Required work: Locate the line that contains "Expected behaviour: a marker sits on the hay bale seat, one" in the entries below. Retype it and all following lines through the final one, character for character.

Segment Start: Exercise inputs

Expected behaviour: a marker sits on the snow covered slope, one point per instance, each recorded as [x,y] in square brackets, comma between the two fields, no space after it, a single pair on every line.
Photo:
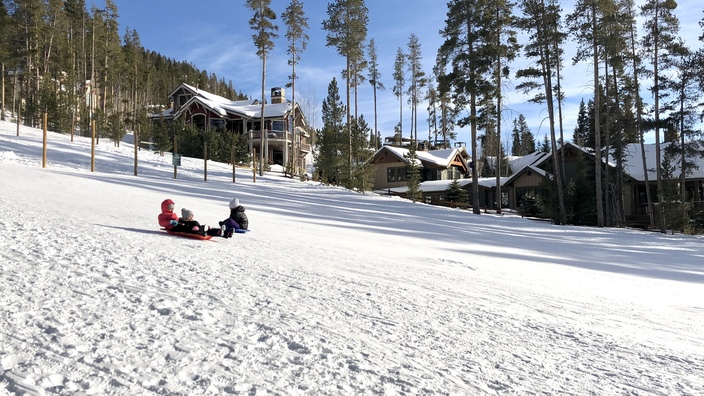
[332,292]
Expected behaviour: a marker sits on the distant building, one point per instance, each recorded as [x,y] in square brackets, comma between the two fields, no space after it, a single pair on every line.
[243,117]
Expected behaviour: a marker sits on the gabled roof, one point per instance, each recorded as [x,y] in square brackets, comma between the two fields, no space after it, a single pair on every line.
[249,108]
[438,158]
[633,163]
[523,170]
[442,185]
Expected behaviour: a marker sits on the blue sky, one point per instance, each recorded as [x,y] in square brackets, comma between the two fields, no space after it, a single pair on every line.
[215,36]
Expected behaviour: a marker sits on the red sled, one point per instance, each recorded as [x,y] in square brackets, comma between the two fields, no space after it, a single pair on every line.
[190,235]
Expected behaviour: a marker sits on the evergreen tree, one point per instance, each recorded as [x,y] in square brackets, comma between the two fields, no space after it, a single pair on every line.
[417,81]
[515,139]
[545,145]
[466,51]
[541,19]
[296,33]
[527,138]
[375,81]
[400,83]
[364,170]
[265,32]
[455,193]
[347,30]
[414,193]
[329,159]
[582,131]
[659,39]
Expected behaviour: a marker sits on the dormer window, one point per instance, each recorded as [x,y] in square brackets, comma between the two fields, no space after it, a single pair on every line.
[182,99]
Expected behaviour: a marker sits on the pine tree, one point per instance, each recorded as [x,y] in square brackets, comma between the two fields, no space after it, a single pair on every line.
[374,77]
[414,193]
[296,33]
[660,28]
[400,83]
[265,32]
[347,30]
[329,159]
[417,81]
[527,138]
[466,51]
[455,193]
[541,19]
[364,170]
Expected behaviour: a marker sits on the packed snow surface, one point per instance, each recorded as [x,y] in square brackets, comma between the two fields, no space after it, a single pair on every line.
[332,292]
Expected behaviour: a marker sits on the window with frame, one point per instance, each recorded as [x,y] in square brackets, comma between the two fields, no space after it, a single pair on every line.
[182,99]
[396,174]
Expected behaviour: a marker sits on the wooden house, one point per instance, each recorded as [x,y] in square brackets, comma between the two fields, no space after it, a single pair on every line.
[283,125]
[391,166]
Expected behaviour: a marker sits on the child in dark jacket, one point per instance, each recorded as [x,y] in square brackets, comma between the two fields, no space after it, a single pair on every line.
[188,225]
[171,222]
[237,222]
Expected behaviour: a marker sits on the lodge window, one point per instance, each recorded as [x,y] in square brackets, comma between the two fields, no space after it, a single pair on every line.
[396,174]
[182,99]
[277,126]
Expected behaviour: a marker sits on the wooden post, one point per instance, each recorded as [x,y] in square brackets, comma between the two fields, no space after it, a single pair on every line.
[19,117]
[136,146]
[44,142]
[254,167]
[205,161]
[175,172]
[92,146]
[233,158]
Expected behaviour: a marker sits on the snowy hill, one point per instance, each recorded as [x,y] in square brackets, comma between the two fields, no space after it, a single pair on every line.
[332,292]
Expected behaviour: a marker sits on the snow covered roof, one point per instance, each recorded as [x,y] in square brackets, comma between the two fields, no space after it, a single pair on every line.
[442,185]
[633,164]
[248,108]
[441,158]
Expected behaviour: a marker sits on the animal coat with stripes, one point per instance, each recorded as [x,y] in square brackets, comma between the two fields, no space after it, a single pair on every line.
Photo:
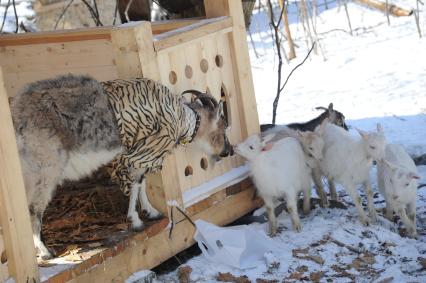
[69,126]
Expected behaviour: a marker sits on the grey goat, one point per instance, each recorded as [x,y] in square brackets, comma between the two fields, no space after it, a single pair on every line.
[66,129]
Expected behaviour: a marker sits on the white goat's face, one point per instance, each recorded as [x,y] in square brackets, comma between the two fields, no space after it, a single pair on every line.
[375,143]
[252,146]
[211,136]
[312,143]
[400,178]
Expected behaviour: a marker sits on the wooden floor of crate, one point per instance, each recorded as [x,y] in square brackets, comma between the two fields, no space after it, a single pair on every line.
[88,219]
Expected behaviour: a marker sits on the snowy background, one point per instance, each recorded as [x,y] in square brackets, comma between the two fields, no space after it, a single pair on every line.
[376,75]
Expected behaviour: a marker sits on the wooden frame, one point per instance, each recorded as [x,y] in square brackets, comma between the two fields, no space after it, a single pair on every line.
[207,54]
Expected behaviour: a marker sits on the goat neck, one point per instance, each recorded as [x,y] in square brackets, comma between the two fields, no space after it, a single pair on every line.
[189,125]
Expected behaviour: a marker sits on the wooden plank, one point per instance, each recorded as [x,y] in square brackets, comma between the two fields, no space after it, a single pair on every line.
[192,32]
[150,252]
[241,60]
[392,8]
[14,214]
[4,273]
[27,63]
[100,258]
[85,34]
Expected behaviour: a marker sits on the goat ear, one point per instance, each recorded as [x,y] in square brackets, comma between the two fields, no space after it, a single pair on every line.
[268,138]
[392,166]
[379,128]
[362,133]
[220,108]
[320,130]
[413,175]
[300,134]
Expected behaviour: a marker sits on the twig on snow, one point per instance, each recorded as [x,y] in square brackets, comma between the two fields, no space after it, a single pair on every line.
[63,13]
[4,15]
[16,16]
[93,13]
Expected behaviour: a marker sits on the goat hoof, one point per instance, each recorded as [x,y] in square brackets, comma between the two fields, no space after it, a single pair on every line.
[373,218]
[298,228]
[365,221]
[137,228]
[45,255]
[137,225]
[153,214]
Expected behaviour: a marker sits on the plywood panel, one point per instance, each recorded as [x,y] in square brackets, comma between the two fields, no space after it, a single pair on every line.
[27,63]
[4,274]
[14,215]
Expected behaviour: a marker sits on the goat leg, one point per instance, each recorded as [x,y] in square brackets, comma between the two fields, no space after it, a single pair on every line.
[316,177]
[370,202]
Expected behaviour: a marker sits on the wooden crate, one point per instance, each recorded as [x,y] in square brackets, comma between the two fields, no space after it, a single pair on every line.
[205,54]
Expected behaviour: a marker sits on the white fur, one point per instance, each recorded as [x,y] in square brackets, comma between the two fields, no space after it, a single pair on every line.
[279,172]
[348,160]
[313,145]
[132,213]
[144,201]
[396,180]
[81,164]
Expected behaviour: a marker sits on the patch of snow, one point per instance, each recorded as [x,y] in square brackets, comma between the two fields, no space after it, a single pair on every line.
[24,11]
[376,75]
[206,189]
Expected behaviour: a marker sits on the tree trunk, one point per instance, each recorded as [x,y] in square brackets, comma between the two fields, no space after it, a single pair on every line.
[292,52]
[139,10]
[393,9]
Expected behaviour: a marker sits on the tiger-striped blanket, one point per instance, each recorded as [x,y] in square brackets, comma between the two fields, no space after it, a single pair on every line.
[151,122]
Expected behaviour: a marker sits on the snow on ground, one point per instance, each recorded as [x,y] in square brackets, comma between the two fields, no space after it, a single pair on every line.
[377,75]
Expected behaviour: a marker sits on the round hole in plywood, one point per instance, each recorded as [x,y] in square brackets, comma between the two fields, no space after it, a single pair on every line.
[204,65]
[188,171]
[3,259]
[224,97]
[204,164]
[219,60]
[188,71]
[172,77]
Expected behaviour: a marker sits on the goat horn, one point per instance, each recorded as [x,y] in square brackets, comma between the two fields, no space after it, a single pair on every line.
[321,108]
[192,91]
[203,97]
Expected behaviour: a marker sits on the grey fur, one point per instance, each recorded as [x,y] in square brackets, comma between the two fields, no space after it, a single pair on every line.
[66,129]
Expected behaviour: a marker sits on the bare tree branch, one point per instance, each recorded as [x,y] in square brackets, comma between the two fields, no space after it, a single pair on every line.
[417,17]
[95,5]
[93,13]
[276,36]
[63,13]
[4,15]
[16,16]
[115,12]
[126,12]
[300,64]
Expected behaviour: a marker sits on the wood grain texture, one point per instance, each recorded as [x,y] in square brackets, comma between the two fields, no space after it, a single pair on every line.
[14,214]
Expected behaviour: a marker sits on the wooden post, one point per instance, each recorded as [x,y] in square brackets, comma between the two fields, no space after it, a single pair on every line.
[135,57]
[241,58]
[292,52]
[14,214]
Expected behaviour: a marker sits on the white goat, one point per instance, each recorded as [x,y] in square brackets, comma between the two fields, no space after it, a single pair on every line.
[348,161]
[396,178]
[313,145]
[278,170]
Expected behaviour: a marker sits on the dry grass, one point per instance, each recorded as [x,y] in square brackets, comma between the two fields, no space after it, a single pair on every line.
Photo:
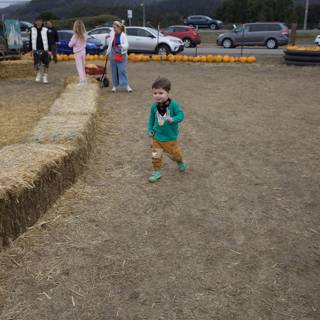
[23,103]
[15,69]
[235,237]
[36,173]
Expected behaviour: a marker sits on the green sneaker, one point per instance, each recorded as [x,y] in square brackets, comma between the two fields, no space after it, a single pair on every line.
[156,175]
[182,166]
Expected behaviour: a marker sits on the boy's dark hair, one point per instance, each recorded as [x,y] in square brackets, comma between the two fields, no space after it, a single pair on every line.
[162,83]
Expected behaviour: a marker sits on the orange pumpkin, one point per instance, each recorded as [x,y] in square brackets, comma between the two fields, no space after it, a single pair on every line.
[226,59]
[251,59]
[219,58]
[243,59]
[185,59]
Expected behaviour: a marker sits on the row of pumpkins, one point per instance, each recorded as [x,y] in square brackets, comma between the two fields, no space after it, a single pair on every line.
[170,58]
[89,57]
[182,58]
[296,48]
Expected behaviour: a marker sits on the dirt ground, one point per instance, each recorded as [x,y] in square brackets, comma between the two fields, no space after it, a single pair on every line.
[22,103]
[237,236]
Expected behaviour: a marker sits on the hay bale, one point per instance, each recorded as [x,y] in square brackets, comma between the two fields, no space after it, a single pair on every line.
[34,174]
[32,177]
[74,101]
[74,80]
[16,69]
[73,131]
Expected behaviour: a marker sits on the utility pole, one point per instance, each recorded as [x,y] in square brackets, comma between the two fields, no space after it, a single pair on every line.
[143,13]
[306,15]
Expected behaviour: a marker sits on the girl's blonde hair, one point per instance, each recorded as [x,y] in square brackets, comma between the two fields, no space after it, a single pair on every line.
[79,29]
[120,26]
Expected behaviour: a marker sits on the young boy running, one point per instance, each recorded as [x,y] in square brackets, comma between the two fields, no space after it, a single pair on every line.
[163,128]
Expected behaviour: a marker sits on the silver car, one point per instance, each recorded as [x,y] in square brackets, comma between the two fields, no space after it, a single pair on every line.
[101,33]
[148,40]
[269,34]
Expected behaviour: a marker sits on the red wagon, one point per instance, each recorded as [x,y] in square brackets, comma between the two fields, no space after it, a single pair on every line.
[97,70]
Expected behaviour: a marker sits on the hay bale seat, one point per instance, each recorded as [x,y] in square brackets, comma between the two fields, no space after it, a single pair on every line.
[35,173]
[16,69]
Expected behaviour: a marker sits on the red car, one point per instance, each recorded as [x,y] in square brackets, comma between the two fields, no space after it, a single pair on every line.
[189,35]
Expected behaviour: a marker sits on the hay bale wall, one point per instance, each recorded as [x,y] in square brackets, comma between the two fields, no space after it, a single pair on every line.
[16,69]
[34,174]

Segment End: Exercise inputs

Written response:
Expected behaviour: a marker sits on the hay bale seat, one point per instance, each recorded as [x,y] in square brackets, comma between the two fields, no space after it, a single pair on every line.
[35,173]
[16,69]
Expected behaviour: a marker sits on the red car, one point per instance, each recorded as [x,y] in square brackets, comma between the two fields, no space after it, a single pair on every line.
[189,35]
Expected behaviour: a marker sits on the hay bale wall, one point per instance, each recorded as [x,y] in square brackets, comma between the two fields, no space after it, a single pair on every line.
[16,69]
[34,174]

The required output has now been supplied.